_TASKS FOR THIS EXERCISE_:
1. In the time trial forum thread, what time did Spartak ride in the Severn RC Evening 10?
2. Using the time trial forum thread, decide whether each statement agrees with it. Answer yes or no, and quote the words that settle each one.
(a) HLaB's mate rode a 24.56 on the Freuchie course.
(b) Cuchilo prefers 10-mile events to 25s.
(c) Spartak rode the Severn RC Evening 10 on course Q10/42.
3. Carry on the time trial forum thread from the point where it stops.

_PROVIDED PASSAGE_:
* * *

PB today as well on the H50/4 . 2:24:23 First time ive done a 50TT on the Trinity . Its a long time to stay in position but not too bad . 
I notice my heart rate stats have come down to me riding mostly at tempo , i was anything but that so its all going in the right direction .


----------



## HLaB (19 Jun 2017)

HLaB said:


> FCA Cleish 10 24.56
> FCA Freuchie 10 26.06 (First TT and only go);
> FCA Freuchie Hilly 10 29.50,
> PCC10 27:07, 26:27, 26:09 26.06, 25.52, 25.11
> ...



Went home last week hoping to do the FCA Freuchie course unfortunately it was the Cleish course. Folk say Freuchie is over a minute faster than Cleish which has a terrible surface and a dead turn. Went out a bit cautious thinking too much about the dead turn, I had marshalled the course before but never raced it. Got to the turn an instinctively unclipped  After a couple of attempts I'd got clipped back in (I really should learn to clip in better ). The average had fallen from 23.9mph to 23.5mph after that  Gone I thought  But I was feeling good and average started to rise and it convinced me to go for it. Finished 24.56 for the 10miler a overall PB . I'm not getting carried away but folk tell me if I can do a sub 25mins at Cleish I'd do a 23mins something at Freuchie. My mate did a 24.56 at Freuchie and a 26.08 when I did my pb at Cleish last week. Looking forward to Freuchie now, unfortunately it'll have to be another year, I'm back in Peterborough


----------



## Cuchilo (20 Jun 2017)

Under 25 for a 10 , well done ! I'm still chasing that one second grrrrrrrr


----------



## Jerry Atrik (20 Jun 2017)

Know the feeling


----------



## HLaB (20 Jun 2017)

Cuchilo said:


> Under 25 for a 10 , well done ! I'm still chasing that one second grrrrrrrr


You just need to find the right course, that was the first time I've done a relatively flat and not too technical a course since I've got my TT bike. My mate who was +26mins on Cleish where I PB'd, did a sub 25mins on the Freuchie course, that's a faster one still  The one up in Hull is faster still


----------



## Cuchilo (20 Jun 2017)

HLaB said:


> You just need to find the right course, that was the first time I've done a relatively flat and not too technical a course since I've got my TT bike. My mate who was +26mins on Cleish where I PB'd, did a sub 25mins on the Freuchie course, that's a faster one still  The one up in Hull is faster still


The F11/10 is local ish to me but it takes half a day out of your life to go there . I prefer 25's . Something to get up at 4 am for ........ Tell me why i like doing this please


----------



## Spartak (21 Jun 2017)

After 2 years without riding a TT last night I rode the Severn RC Evening 10. 

On the UC186B course. 

Conditions were good if a little warm. 

Managed a 24:30 which I was very pleased with :-)


----------



## smutchin (21 Jun 2017)

Did my first ever official race against the clock this evening, the club 10 at Betteshanger Country Park (course Q10/42).

* * *

_SOURCE EXCERPT_:
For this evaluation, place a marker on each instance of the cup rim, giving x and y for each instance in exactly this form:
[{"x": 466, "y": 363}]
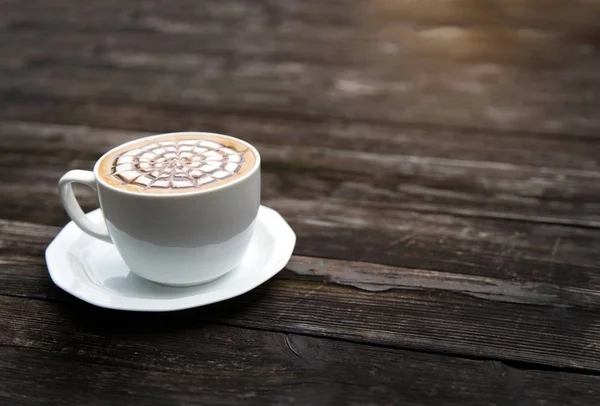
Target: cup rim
[{"x": 254, "y": 169}]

* * *

_SOLVED TASKS_:
1. 24:30

2.
(a) Yes: "My mate did a 24.56 at Freuchie"
(b) No: "I prefer 25's"
(c) No: "On the UC186B course."

3.
It's a fast course, on a nice wide track, pretty flat with bends you can take at full tilt. No junctions, no traffic. On the other hand, the heat made it hard work, and my gears weren't playing nicely because I'd had to fit a spare wheel after a spoke breakage at the weekend. I wasn't anticipating doing much better than 28 minutes - in fact, I'd have been happy with anything under 30 minutes.

I actually clocked 25:48, which I'm delighted with.

I know I can go faster though, so I'm setting my sights on 25 minutes. This season.

(For some context, I think the winner tonight was not much over 20 minutes.)

ETA: It occurs to me that my time for the 10 tonight is about the same as what I've been doing for the 5km parkrun lately. This seems to bear out my theory that they are roughly equivalent events. Having said that, my PB for parkrun when I was at my fittest was 20:23 and I doubt I'll ever get that fast on the bike for a 10.


----------



## smutchin (22 Jun 2017)

Out of interest, what do the VTTA standards actually mean? Are they worth taking notice of?

I ask because I just checked the tables and the standard time on a 10 for my age (44) is 26:18, so it's quite gratifying to be quicker than that.


----------



## mattobrien (22 Jun 2017)

Managed a 23:52 on the club 10, PB by 15s and my first time under 24m for the course.

Racing on a quicker course on Saturday, so fingers crossed I might make a sub 23m


----------



## HLaB (22 Jun 2017)

Cuchilo said:


> The F11/10 is local ish to me but it takes half a day out of your life to go there . I prefer 25's . Something to get up at 4 am for ........ Tell me why i like doing this please


I must admit I find the slower sporting and irregular distance courses more fun  I think this Saturday's open is a 20.8miles, if I do under 55mins for it I'll be happy


----------



## mattobrien (25 Jun 2017)

I had my first open on a different course yesterday and managed 22:41, which I am pretty pleased with. Still slightly down on power compared to pre holidays and beer, but a big PB. I came in 8th out of a field of 75 and if I had been 5s quicker would have made 5th. 

Skinsuit now ordered as I am hoping that is worth at least 5s. 

Riding the same course next Saturday, so I have a week to boost power and pace.


----------



## HLaB (25 Jun 2017)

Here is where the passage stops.